AUSGANGSTEXT
"""

Zwickau, Sachsen

Mormon Deutsch Eva Maria DonnerMein Name ist Eva Maria Donner, geborene Grossmann. Ich bin in Zwickau geboren, wo mich meine Mutter, wegen eines Unfalls, den sie zwei Jahre zuvor gehabt hatte, mich zur Welt gebracht hatte. Aufgewachsen bin ich in Hohenstein-Ernstthal in Sachsen. Meine Mutter wurde 1925 getauft. Alle meine Großeltern waren schon zuvor Mitglieder. Mein Vater war kein Mitglied, aber er hat nie etwas dagegen gehabt, dass wir zur Kirche gingen, im Gegenteil.

Während des Krieges, als ich dann aufwuchs, habe ich viele Missionare kennen gelernt, die dann zu uns kamen. Das Schöne an der Sache war, wenn ich vorgreifen soll, als meine Mutter und wir ins Haus hier in Salt Lake City eingezogen sind, kam der Bischof Sommerhays in unser Haus. Meine Mutter sagte: ”Den Namen kenne ich doch“. Und das war der Bruder von dem Missionar, der meine Mutter 1925/26 getauft hatte.

Wir sind als Kinder immer zur Kirche gegangen. Wir haben keine andere Kirche kennen gelernt, dort sind wir aufgewachsen und tätig gewesen. Im Krieg hatten wir keine Schwierigkeiten. Hohenstein-Ernstthal war eine kleine Stadt. Drei Tage, bevor der Krieg zu Ende war, sind wir noch mal bombardiert worden, aber leicht. Meine Mutter wollten sie noch einmal verhaften zwei Tage, bevor der Krieg zu Ende ging, weil sie gesagt hat: “das amerikanische Militär kommt, “ das hätte sie nicht sagen sollen, da war sie auf der schwarzen Tafel, so zu sagen. Aber drei Tage später kam alles anders. Nach dem Krieg, als er vorbei war, hatten wir unsere Versammlung. Es war tatsächlich nur noch mein Großvater, mein Onkel und andere Verwandte. Männliche Priestertumsträger hatten wir gar nicht. Es war tatsächlich nur meine ganze Verwandtschaft in der kleinen Gemeinde. Die Brüder kamen von Chemnitz und hatten die Versammlungen gemacht. Es war eine schwere Zeit, nach dem Krieg.

"""

ARBEITSAUFTRAG
Schreiben Sie aus dem Ausgangstext den Abschnitt von "Zwickau, Sachsen" bis "gingen, im Gegenteil." wortgetreu ab. Das Material wird zur Bearbeitung nicht benötigt.

MATERIAL
"""

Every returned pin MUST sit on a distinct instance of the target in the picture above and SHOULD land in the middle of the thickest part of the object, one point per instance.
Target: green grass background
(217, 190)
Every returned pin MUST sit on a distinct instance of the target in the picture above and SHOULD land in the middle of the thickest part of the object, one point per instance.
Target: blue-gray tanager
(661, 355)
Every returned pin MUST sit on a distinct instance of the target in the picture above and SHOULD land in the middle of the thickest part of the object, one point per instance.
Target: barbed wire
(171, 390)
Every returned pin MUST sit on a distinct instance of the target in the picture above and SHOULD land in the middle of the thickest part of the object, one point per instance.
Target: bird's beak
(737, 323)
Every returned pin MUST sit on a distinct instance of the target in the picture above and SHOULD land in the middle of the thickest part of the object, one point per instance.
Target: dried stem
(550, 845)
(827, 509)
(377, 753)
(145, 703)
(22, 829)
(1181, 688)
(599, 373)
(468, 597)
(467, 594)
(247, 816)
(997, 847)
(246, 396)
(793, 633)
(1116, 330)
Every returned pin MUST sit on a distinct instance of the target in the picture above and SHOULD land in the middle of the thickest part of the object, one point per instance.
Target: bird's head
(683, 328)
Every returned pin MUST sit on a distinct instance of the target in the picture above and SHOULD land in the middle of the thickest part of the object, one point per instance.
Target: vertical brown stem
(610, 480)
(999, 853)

"""

SCHRIFTLICHE LÖSUNG
Zwickau, Sachsen

Mormon Deutsch Eva Maria DonnerMein Name ist Eva Maria Donner, geborene Grossmann. Ich bin in Zwickau geboren, wo mich meine Mutter, wegen eines Unfalls, den sie zwei Jahre zuvor gehabt hatte, mich zur Welt gebracht hatte. Aufgewachsen bin ich in Hohenstein-Ernstthal in Sachsen. Meine Mutter wurde 1925 getauft. Alle meine Großeltern waren schon zuvor Mitglieder. Mein Vater war kein Mitglied, aber er hat nie etwas dagegen gehabt, dass wir zur Kirche gingen, im Gegenteil.